Teks Tampil
****************************************
Pada ayat selanjutnya juga, Allah telah mengatakan,
إِلَّا مَنْ تَابَ وَآَمَنَ وَعَمِلَ صَالِحًا
“kecuali orang yang bertaubat, beriman dan beramal saleh.” Maka
seandainya orang yang menyiakan shalat adalah mukmin, tentu dia tidak dimintai
taubat untuk beriman.
Dalam ayat yang lain, Allah Ta’ala berfirman,
فَإِنْ تَابُوا وَأَقَامُوا الصَّلَاةَ وَآَتَوُا
الزَّكَاةَ فَإِخْوَانُكُمْ فِي الدِّينِ
“Jika mereka bertaubat, mendirikan sholat dan menunaikan zakat, maka
(mereka itu) adalah saudara-saudaramu seagama.” (QS. At Taubah [9]: 11).
Dalam ayat ini, Allah Ta’ala mengaitkan persaudaraan seiman dengan mengerjakan
shalat. Berarti jika shalat tidak dikerjakan, bukanlah saudara seiman.
Konsekuensinya orang yang meninggalkan shalat bukanlah mukmin karena orang
mukmin itu bersaudara sebagaimana Allah Ta’ala berfirman,
إِنَّمَا الْمُؤْمِنُونَ إِخْوَةٌ
“Orang-orang beriman itu sesungguhnya bersaudara.” (QS. Al Hujurat
[49]: 10)
****************************************
Data Mentah
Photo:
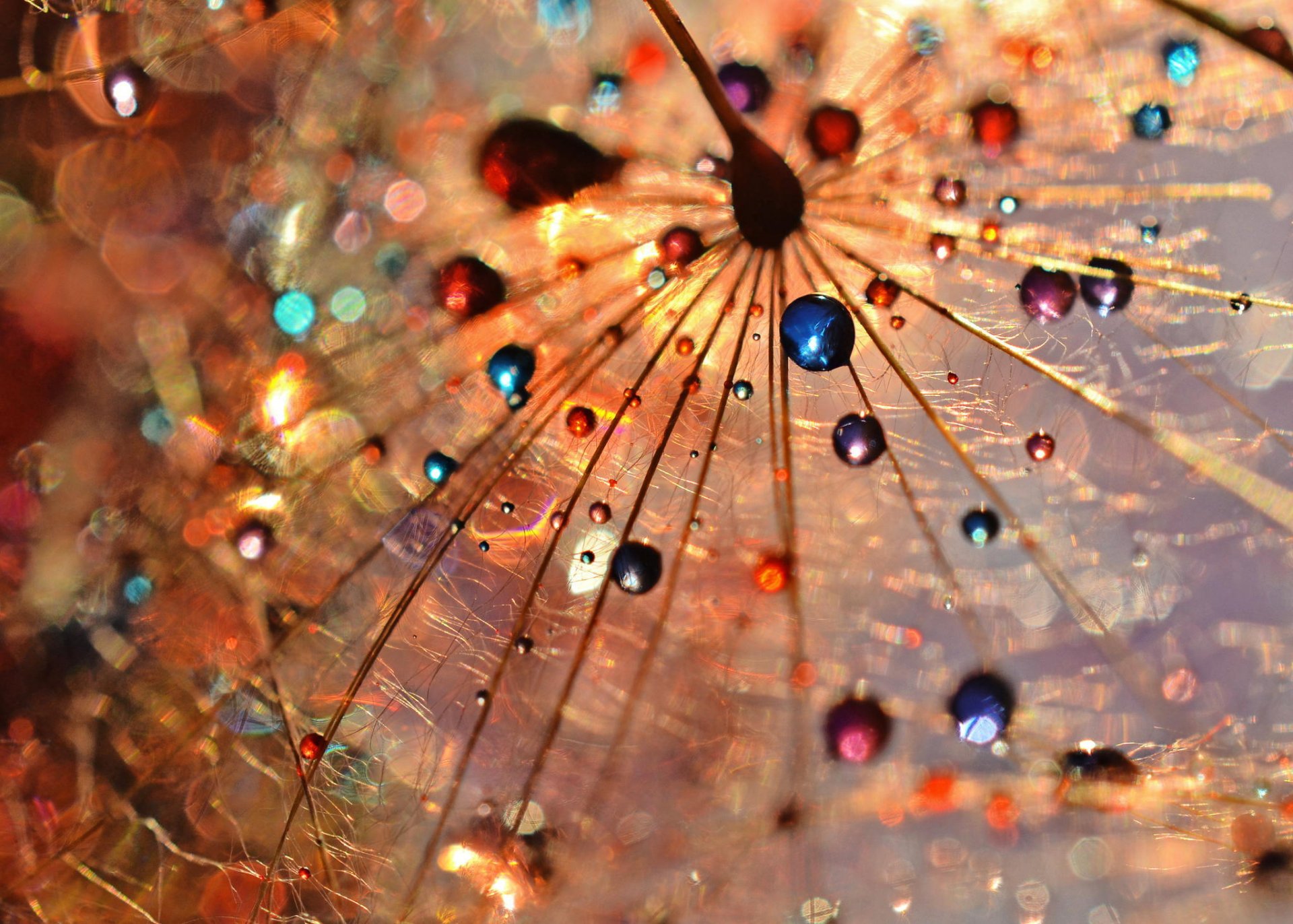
****************************************
Permintaan Tertulis 1
Ulangi dengan persis seluruh isi uraian tentang shalat, mulai dari "Pada ayat selanjutnya" terus sampai "Taubah [9]: 11).".
Permintaan Tertulis 2
Ringkas paragraf uraian tentang shalat yang diawali "Dalam ayat ini, Allah Ta’ala mengaitkan" menjadi daftar butir tanpa menghilangkan fakta utamanya.
Permintaan Tertulis 3
Teruskan uraian tentang status orang yang meninggalkan shalat, dimulai setelah kalimat terakhir yang tercantum.

Jawaban 1
Pada ayat selanjutnya juga, Allah telah mengatakan,
إِلَّا مَنْ تَابَ وَآَمَنَ وَعَمِلَ صَالِحًا
“kecuali orang yang bertaubat, beriman dan beramal saleh.” Maka
seandainya orang yang menyiakan shalat adalah mukmin, tentu dia tidak dimintai
taubat untuk beriman.
Dalam ayat yang lain, Allah Ta’ala berfirman,
فَإِنْ تَابُوا وَأَقَامُوا الصَّلَاةَ وَآَتَوُا
الزَّكَاةَ فَإِخْوَانُكُمْ فِي الدِّينِ
“Jika mereka bertaubat, mendirikan sholat dan menunaikan zakat, maka
(mereka itu) adalah saudara-saudaramu seagama.” (QS. At Taubah [9]: 11).

Jawaban 2
- Dalam ayat tersebut, Allah Ta’ala mengaitkan persaudaraan seiman dengan mengerjakan shalat.
- Jika shalat tidak dikerjakan, berarti bukan saudara seiman.
- Konsekuensinya, orang yang meninggalkan shalat bukanlah mukmin, karena orang mukmin itu bersaudara (QS. Al Hujurat [49]: 10).

Jawaban 3
Pembicaraan orang yang meninggalkan shalat dalam Hadits
Terdapat beberapa hadits yang membicarakan masalah ini.
Dari Jabir bin ‘Abdillah, Rasulullah shallallahu ‘alaihi wa sallam bersabda,
بَيْنَ الرَّجُلِ وَبَيْنَ الشِّرْكِ وَالْكُفْرِ
تَرْكُ الصَّلاَةِ
“(Pembatas) antara seorang muslim dan kesyirikan serta kekafiran adalah
meninggalkan shalat.” (HR. Muslim no. 257)
Dari Tsauban radhiyallahu ‘anhu -bekas budak Nabi shallallahu
‘alaihi wa sallam-, beliau mendengar Rasulullah shallallahu ‘alaihi wa
sallam bersabda,
بَيْنَ العَبْدِ وَبَيْنَ الكُفْرِ وَالإِيْمَانِ
الصَّلَاةُ فَإِذَا تَرَكَهَا فَقَدْ أَشْرَكَ
“Pemisah Antara seorang hamba dengan kekufuran dan keimanan adalah
shalat. Apabila dia meninggalkannya, maka dia melakukan kesyirikan.” (HR.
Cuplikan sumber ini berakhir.